--- BEGIN EXCERPTED PASSAGE ---

TUESDAY, SEPTEMBER 30, 1941

HOUSE OF REPRESENTATIVES,

COMMITTEE ON BANKING AND CURRENCY,

Washington, D. C.

The committee convened at 10:43 a. m., Hon. Henry B. Steagall, chairman of the committee, presiding. The members present were: Messrs. Steagall, Williams, Spence, Ford, Brown, Patman, Gore, Mills, Monroney, Kopplemann, Crawford, Kean, Smith, Kunkel, Rolph, Dewey, and Hull.

STATEMENT OF HON. MARRINER S. ECCLES-Resumed

The CHAIRMAN. The committee will come to order. We have Mr. Eccles with us again this morning. Mr. Crawford is recognized. Mr. CRAWFORD. I wish to ask you one more question.

Governor Eccles, I read in the press this morning an interpretation of your testimony yesterday tying you into somewhat of a criticism of agriculture and wages. I wonder if you would give us a few remarks on your attitude toward corporate profits as related to the remarks that you made yesterday, and toward labor and agriculture.

Mr. ECCLES. Mr. Crawford, I am glad of an opportunity to cover this point. I think that it is extremely important that if morale is to be maintained among the public, the people as a whole, should be made to feel that they are treated with complete fairness.

At the time of a great emergency, such as the present, when we speak of everyone making sacrifices, it does not set well with agriculture or with labor to have limitations on their income, while at the same time many corporations and individuals who are already wealthy are reaping a harvest of further profits and income out of this

emergency.

I feel that the example of sacrifice and the example of being willing to pay in very heavy taxes should be set by the corporate units and the individuals; and I don't know how I can better express my general philosophy in this regard than I undertook to do in a recent publication. It is rather short and I would like to read it. Here is a statement that I made before the Ways and Means Committee, just a paragraph: The excess-profit tax now on the statute books does not give any such assur

ance

That is, speaking of an equitable distribution

If you allow the idea to take root in the public mind that through these vast expenditures a few are being made rich and a few who are already rich considerably richer, the result is bound to endanger the success of our defense effort. In order to prevent an inflationary spiral of price and wage increases, labor should be willing to moderate its demands for increased wages; but labor cannot be expected to follow such a course if employers are permitted to retain excessive profits.

--- END EXCERPTED PASSAGE ---
--- BEGIN MATERIAL PROVIDED ---

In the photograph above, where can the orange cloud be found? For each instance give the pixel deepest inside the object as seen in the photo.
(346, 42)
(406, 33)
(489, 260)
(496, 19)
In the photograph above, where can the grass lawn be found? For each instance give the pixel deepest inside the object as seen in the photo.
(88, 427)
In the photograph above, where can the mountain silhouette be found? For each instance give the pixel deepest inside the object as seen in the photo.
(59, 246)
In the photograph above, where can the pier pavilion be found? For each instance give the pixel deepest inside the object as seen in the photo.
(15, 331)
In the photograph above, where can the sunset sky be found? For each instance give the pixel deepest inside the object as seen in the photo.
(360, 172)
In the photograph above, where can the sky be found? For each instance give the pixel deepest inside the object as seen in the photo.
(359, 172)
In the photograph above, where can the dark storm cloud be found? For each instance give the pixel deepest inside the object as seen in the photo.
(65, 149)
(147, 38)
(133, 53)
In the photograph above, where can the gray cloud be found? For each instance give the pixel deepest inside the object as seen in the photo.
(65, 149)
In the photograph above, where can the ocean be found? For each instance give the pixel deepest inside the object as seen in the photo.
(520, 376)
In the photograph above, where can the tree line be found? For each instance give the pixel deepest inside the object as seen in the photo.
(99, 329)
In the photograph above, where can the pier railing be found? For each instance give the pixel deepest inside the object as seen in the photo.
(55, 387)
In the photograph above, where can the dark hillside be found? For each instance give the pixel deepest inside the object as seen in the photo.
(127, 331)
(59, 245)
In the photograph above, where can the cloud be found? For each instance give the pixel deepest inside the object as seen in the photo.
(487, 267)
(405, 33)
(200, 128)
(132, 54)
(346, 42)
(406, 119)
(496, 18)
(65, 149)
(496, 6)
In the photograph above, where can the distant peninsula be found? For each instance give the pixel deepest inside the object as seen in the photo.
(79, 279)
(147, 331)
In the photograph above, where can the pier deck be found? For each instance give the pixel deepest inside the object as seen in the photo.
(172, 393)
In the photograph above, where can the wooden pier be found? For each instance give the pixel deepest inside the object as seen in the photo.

--- END MATERIAL PROVIDED ---

REQUIREMENT A: According to the hearing transcript, at what time did the committee convene?
REQUIREMENT B: List every person who speaks in the hearing transcript.
REQUIREMENT C: Write out the hearing transcript's text between "That is, speaking" and "retain excessive profits.", inclusive.
The entries have no connection to the hearing transcript.

EXERCISE SOLUTION A: 10:43 a.m.

EXERCISE SOLUTION B: Henry B. Steagall (the chairman), Mr. Crawford, and Marriner S. Eccles

EXERCISE SOLUTION C:
That is, speaking of an equitable distribution

If you allow the idea to take root in the public mind that through these vast expenditures a few are being made rich and a few who are already rich considerably richer, the result is bound to endanger the success of our defense effort. In order to prevent an inflationary spiral of price and wage increases, labor should be willing to moderate its demands for increased wages; but labor cannot be expected to follow such a course if employers are permitted to retain excessive profits.